## Problems and tasks
[a] In the investment commentary, transcribe the passage starting at "This is also" and ending at "of new investments.".
[b] Answer these questions from the investment commentary:
(i) For which markets does the commentary hold higher expectations than for the U.S. market?
(ii) What does it expect for market volatility in the near term?
(iii) What did the U.S. market reach as 2016 closed?
[c] Using the investment commentary, explain why the firm will keep healthy allocations to international investments.

This is also a bit of a double-edged sword for us and our clients. While existing investments enjoyed a nice run-up in value, it has become increasingly difficult to get cash positions and new deposits invested. We suspected that there will be a period of downward pressure on markets after the December FOMA meeting through the end of the year and perhaps into the new year’s earnings reporting season. This did happen and created a few opportunities for us to get the majority of cash and new deposits invested. As for the remaining cash, new deposits, and the remaining inverse positions we hold, we remain constantly on watch and are being very careful about allocation and timing decisions of new investments.

Generally speaking, we are continuing with our long-term global economic growth estimates for both domestic and international markets. Our targets, generally, remain the same as those we have held for the past year with higher expectations for both foreign developed and emerging markets than for the U.S. market. As such, we will maintain our healthy allocations to international investments, less so despite the period of underperformance but more so because the period of underperformance leaves international investments as one of the few places where valuations remain attractive. For the near term we are expecting reduced market volatility. We are not alone. A wait-and-see attitude persists in the markets right now, a breather as it were, to see exactly how fast, or slow, or how much of the Trump agenda might materialize. We suspect that any hiccups along the way will have immediate impacts upon securities prices.

Most importantly, we are still formulating our sector strategies for 2017. We typically have these matters settled and executed by this point in the new year. However, the Trump presidency (more specifically the Twitter presidency) has added additional complexities that we are still sorting out how to properly evaluate and manage. In a time when a single Tweet can send an entire industry group into a tailspin, we are revisiting some aspects governing how “long-term” our sector outlooks and strategies should rightly be. As is typical, a more simple framework of embracing sensible asset allocation and broad diversification is likely the best strategy in what could be a more volatile environment. In the final analysis it is possible that for some time we will simply be more “core” focused than in the past in the hope that the Twitter-in-Chief settles more calmly into his new role. As 2016 closed, the U.S. market reached new highs, and stocks in a majority of developed and emerging market countries delivered positive returns for the year. The 2016 turnaround story highlights the enduring importance of diversifying across asset groups and regional markets, as well as staying disciplined despite uncertainty. Although not all asset classes had positive returns, most broadly diversified portfolios logged attractive returns in 2016, a reality most could not imagine early during the year. Maybe 2017 will be just like that.

## Given information
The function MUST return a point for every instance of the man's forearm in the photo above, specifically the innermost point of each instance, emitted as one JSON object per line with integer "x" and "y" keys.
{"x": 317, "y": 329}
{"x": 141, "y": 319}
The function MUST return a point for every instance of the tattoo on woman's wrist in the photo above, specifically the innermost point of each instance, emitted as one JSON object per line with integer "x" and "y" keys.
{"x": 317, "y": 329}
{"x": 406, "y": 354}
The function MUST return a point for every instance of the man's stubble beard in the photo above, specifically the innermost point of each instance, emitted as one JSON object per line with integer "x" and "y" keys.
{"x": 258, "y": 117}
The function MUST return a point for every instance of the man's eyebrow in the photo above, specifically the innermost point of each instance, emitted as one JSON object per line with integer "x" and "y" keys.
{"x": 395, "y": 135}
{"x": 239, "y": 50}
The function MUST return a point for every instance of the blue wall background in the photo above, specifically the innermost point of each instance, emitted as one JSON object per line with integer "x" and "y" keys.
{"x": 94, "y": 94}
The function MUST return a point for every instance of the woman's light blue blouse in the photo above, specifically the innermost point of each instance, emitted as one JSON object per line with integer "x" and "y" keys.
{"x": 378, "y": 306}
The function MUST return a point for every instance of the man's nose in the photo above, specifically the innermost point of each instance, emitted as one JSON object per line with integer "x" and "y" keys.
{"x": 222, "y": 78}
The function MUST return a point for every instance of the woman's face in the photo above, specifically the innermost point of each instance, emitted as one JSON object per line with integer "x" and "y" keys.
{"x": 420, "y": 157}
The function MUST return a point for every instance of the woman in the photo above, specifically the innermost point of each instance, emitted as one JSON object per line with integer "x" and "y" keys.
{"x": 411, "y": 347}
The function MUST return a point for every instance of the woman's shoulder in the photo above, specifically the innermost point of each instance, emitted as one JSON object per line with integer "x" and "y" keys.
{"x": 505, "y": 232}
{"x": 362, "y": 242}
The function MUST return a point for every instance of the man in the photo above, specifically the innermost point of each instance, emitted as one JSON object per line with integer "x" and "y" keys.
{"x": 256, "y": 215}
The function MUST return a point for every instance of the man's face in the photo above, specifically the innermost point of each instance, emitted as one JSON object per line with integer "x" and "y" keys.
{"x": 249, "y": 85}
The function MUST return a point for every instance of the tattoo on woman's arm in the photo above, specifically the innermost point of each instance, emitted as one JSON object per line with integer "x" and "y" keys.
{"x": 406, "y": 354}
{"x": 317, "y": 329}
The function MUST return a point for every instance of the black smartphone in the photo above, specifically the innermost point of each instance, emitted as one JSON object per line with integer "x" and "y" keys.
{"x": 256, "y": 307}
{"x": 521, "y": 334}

## Activity answers
[a]
This is also a bit of a double-edged sword for us and our clients. While existing investments enjoyed a nice run-up in value, it has become increasingly difficult to get cash positions and new deposits invested. We suspected that there will be a period of downward pressure on markets after the December FOMA meeting through the end of the year and perhaps into the new year’s earnings reporting season. This did happen and created a few opportunities for us to get the majority of cash and new deposits invested. As for the remaining cash, new deposits, and the remaining inverse positions we hold, we remain constantly on watch and are being very careful about allocation and timing decisions of new investments.

[b]
(i) Foreign developed and emerging markets.
(ii) Reduced market volatility.
(iii) New highs.

[c] The firm expects more from foreign developed and emerging markets than from the U.S. market. The recent period of underperformance has also left international investments as one of the few places where valuations remain attractive.